▶ [TASK DETAILS] Extract, unchanged, each line of the listing below from its first line through the line that contains "positive clicks: (136, 67) (130, 68)", inclusive, and nothing else.

▶ [DATA EXTRACTS]
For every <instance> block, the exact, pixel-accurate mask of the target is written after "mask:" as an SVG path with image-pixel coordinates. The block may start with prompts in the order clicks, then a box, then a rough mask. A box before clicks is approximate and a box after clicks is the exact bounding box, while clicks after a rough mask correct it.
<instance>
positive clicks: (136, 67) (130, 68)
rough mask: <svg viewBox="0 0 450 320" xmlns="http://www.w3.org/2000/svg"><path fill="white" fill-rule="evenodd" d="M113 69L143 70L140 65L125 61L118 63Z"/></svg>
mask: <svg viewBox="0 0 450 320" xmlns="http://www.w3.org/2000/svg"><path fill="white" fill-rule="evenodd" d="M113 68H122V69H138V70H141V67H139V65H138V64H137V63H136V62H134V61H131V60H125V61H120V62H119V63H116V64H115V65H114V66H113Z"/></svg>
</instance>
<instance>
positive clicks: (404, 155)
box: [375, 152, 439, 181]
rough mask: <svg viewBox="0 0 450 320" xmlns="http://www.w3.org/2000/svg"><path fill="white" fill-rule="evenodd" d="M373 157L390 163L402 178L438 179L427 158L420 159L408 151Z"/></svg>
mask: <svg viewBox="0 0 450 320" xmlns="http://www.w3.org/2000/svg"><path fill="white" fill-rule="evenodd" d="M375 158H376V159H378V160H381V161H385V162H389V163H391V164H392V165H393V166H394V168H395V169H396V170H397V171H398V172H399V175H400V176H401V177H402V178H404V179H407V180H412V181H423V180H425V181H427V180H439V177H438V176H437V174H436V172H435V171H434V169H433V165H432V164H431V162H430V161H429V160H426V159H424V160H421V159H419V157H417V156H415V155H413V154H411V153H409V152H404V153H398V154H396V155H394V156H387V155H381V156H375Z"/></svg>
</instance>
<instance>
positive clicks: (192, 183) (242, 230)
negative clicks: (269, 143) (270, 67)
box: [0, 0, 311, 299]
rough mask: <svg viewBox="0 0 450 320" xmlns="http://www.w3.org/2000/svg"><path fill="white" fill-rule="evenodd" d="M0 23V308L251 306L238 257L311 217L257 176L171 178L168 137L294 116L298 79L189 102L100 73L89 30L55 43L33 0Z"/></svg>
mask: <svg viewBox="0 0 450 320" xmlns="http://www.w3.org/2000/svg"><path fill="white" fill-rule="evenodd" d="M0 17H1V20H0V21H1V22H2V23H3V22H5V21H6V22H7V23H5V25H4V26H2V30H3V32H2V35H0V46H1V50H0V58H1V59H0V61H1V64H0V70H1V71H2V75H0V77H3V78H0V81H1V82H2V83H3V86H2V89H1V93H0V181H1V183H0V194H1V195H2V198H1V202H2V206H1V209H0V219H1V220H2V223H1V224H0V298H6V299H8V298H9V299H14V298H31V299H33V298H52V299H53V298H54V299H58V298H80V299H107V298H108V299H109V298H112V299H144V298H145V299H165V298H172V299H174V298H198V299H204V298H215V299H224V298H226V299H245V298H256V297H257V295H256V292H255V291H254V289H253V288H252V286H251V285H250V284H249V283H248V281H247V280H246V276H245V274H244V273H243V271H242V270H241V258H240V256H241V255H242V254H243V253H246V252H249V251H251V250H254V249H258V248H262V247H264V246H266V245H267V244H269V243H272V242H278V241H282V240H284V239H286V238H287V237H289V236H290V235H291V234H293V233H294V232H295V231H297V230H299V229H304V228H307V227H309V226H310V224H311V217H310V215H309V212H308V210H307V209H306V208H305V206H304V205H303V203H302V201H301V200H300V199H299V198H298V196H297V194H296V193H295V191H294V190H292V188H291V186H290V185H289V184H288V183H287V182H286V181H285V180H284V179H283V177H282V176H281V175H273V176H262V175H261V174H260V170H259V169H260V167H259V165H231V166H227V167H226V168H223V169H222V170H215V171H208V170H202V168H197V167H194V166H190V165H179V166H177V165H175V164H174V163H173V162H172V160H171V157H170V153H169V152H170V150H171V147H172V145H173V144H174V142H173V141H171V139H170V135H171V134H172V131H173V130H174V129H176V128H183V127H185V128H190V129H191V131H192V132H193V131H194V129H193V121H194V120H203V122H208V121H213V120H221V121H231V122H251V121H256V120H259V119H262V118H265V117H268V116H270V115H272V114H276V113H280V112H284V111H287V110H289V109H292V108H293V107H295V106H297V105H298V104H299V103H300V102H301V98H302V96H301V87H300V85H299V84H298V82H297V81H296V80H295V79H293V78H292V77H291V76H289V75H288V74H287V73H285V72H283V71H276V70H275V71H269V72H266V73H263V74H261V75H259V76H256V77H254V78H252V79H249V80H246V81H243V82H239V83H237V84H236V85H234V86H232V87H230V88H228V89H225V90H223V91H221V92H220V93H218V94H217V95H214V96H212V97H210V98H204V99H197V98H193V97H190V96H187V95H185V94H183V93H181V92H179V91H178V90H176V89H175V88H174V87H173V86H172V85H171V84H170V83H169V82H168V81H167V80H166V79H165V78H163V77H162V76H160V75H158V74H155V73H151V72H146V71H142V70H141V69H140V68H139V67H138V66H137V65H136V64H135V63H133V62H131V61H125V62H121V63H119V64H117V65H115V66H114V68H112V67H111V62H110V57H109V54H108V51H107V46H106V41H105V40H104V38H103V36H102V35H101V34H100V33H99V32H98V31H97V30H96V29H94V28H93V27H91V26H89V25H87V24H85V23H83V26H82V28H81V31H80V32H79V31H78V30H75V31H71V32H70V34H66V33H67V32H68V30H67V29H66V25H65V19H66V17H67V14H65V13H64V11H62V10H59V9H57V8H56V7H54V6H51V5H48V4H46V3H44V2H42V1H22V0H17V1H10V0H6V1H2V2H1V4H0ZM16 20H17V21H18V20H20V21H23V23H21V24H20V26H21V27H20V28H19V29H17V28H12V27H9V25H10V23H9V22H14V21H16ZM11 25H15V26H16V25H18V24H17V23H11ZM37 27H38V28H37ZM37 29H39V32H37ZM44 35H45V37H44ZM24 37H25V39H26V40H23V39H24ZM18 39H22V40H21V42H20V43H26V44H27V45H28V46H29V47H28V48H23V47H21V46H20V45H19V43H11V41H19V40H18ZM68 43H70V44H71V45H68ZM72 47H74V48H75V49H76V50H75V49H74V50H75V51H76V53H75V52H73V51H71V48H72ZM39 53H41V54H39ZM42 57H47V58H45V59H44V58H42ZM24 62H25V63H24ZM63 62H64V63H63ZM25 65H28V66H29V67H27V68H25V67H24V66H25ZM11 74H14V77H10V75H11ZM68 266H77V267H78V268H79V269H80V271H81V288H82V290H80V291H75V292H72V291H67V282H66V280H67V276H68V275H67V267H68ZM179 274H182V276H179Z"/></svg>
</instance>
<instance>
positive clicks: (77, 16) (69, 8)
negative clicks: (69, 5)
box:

▶ [FINAL ANSWER]
For every <instance> block, the exact, pixel-accurate mask of the target is written after "mask:" as an SVG path with image-pixel coordinates. The block may start with prompts in the order clicks, then a box, then a rough mask. A box before clicks is approximate and a box after clicks is the exact bounding box, while clicks after a rough mask correct it.
<instance>
positive clicks: (136, 67) (130, 68)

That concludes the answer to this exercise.